== Saved data entries ==
>> START

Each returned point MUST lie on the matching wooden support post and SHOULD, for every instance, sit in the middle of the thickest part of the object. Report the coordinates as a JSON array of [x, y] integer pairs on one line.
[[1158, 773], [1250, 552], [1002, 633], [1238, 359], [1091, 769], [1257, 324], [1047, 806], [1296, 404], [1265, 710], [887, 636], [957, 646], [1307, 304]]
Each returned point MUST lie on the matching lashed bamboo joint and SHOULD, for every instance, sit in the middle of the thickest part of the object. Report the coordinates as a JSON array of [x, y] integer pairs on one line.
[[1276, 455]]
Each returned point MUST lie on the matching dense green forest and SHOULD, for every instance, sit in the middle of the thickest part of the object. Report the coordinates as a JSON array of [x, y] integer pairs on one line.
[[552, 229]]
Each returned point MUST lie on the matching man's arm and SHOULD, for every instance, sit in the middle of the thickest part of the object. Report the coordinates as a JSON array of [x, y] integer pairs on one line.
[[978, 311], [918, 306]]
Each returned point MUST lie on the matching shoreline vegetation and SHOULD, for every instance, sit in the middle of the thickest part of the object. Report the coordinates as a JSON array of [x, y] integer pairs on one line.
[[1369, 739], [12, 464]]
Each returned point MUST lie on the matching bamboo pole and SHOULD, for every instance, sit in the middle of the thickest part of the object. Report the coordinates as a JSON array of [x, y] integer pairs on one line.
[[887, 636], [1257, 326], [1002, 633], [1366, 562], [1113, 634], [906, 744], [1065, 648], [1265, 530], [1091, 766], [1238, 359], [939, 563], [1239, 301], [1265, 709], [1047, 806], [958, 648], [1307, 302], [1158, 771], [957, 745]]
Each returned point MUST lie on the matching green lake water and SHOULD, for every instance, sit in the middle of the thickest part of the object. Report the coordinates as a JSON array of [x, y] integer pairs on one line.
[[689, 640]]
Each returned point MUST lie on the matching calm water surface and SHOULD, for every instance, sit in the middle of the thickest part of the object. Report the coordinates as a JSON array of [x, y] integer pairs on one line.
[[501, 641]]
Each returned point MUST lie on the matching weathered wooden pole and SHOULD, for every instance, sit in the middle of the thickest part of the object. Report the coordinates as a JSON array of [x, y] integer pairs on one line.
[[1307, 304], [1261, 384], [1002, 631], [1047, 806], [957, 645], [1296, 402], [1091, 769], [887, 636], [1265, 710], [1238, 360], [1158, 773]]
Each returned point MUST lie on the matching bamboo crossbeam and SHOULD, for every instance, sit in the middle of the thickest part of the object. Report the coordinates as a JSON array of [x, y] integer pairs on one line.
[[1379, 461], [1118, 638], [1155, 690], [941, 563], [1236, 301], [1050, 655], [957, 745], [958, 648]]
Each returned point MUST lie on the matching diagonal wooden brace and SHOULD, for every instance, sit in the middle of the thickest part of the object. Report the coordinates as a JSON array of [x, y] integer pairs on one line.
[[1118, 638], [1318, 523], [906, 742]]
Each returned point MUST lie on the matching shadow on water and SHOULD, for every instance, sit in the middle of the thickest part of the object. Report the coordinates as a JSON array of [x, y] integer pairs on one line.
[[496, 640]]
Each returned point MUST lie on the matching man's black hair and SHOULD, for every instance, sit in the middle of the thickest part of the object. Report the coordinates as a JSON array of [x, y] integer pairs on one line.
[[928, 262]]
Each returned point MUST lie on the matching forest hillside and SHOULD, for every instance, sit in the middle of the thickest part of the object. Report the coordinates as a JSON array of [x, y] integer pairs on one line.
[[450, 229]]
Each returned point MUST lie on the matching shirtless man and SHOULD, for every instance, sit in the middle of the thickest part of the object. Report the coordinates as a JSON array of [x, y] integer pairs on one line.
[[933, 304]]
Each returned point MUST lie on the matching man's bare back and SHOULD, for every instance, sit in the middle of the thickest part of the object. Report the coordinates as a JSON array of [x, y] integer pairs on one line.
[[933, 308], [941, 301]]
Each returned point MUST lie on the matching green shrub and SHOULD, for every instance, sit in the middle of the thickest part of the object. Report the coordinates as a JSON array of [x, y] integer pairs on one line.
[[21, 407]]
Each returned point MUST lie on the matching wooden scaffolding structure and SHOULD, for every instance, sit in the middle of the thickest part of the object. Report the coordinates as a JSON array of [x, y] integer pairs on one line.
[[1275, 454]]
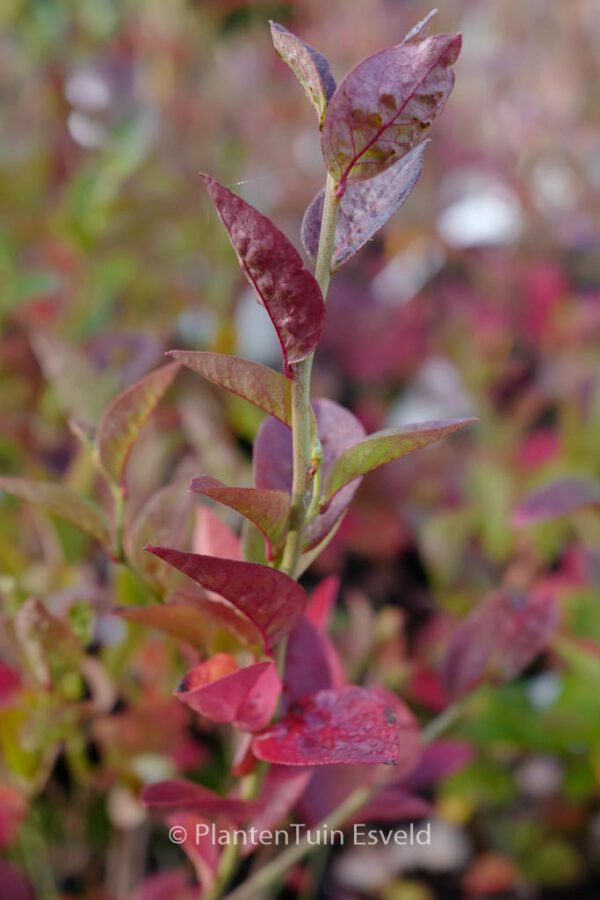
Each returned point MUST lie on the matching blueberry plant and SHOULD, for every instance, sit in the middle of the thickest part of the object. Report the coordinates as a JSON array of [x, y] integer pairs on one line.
[[276, 677]]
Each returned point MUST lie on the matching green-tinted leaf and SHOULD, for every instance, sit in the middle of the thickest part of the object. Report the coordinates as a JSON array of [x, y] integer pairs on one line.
[[309, 66], [122, 421], [62, 502], [268, 510], [258, 384], [383, 447]]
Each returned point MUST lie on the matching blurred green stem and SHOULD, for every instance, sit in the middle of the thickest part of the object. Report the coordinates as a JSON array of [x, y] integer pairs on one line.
[[301, 411]]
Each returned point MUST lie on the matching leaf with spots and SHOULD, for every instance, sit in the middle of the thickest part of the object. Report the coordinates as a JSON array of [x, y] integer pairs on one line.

>> END

== WHAT YOU HAVE TO DO ==
Please update the part of the listing that opens with the line containing "Each returned point MUST lie on the matching calm" and closes with the line containing "[[501, 641]]", changing "calm water surface" to "still water surface" and keeping everything else the same. Give only those lines.

== TASK RESULT ==
Each returned point MUST lie on the matching still water surface and SHOULD, for every instance, sit in the middle of the thickest part of the object. Report the coordinates as a JSON array of [x, y] integer pairs on one line.
[[501, 641]]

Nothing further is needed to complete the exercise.